**WHAT IS NEEDED**
Every record is to be copied unchanged, except that its pictures are removed.

*** Opening MATERIAL FOR THIS TASK ***

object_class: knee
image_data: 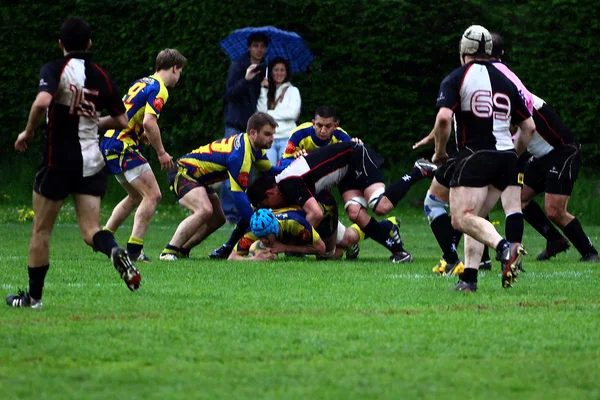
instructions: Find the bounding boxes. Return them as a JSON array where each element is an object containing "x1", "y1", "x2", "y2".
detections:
[
  {"x1": 545, "y1": 204, "x2": 563, "y2": 223},
  {"x1": 128, "y1": 193, "x2": 143, "y2": 206},
  {"x1": 150, "y1": 191, "x2": 162, "y2": 207},
  {"x1": 451, "y1": 214, "x2": 463, "y2": 231},
  {"x1": 345, "y1": 204, "x2": 363, "y2": 223}
]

*** Closing MATERIAL FOR THIS TASK ***

**WRITTEN RESPONSE**
object_class: knee
image_data: 
instructions: Find the bounding boxes. Return them as a JSON array where each element is an object containing "x1", "y1", "x2", "y2".
detections:
[
  {"x1": 545, "y1": 204, "x2": 563, "y2": 223},
  {"x1": 128, "y1": 193, "x2": 143, "y2": 206},
  {"x1": 150, "y1": 191, "x2": 162, "y2": 207},
  {"x1": 451, "y1": 214, "x2": 463, "y2": 231},
  {"x1": 345, "y1": 204, "x2": 363, "y2": 223}
]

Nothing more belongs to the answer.